### RECORD SET ###

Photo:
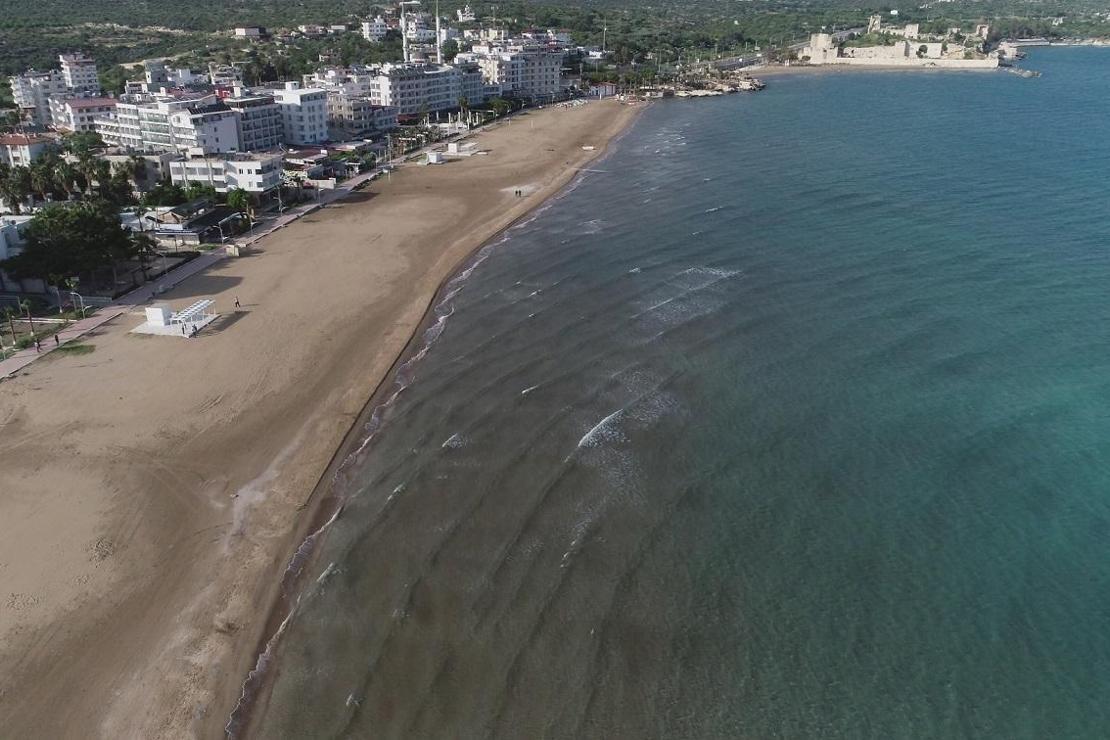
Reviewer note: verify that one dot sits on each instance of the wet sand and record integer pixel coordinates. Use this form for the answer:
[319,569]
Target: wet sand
[152,492]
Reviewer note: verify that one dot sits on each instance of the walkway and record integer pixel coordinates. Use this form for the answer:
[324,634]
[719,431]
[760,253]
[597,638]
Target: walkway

###

→ SHORT TASK
Return the data above as a JSON array of strings with one string per line, omitting blank lines and leaving out the pictures.

→ TASK SOLUTION
[
  "Photo:",
  "Reviewer note: verify that one dot sits on each instance of the wet sand and record integer pixel coordinates. Use this form for the answer:",
  "[319,569]",
  "Target: wet sand",
  "[152,492]",
  "Reviewer note: verify that one dot sits on each instance of the walkway and record integer pixel coordinates. Use this form for the answer:",
  "[324,634]",
  "[719,431]",
  "[760,253]",
  "[597,638]",
  "Target: walkway"
]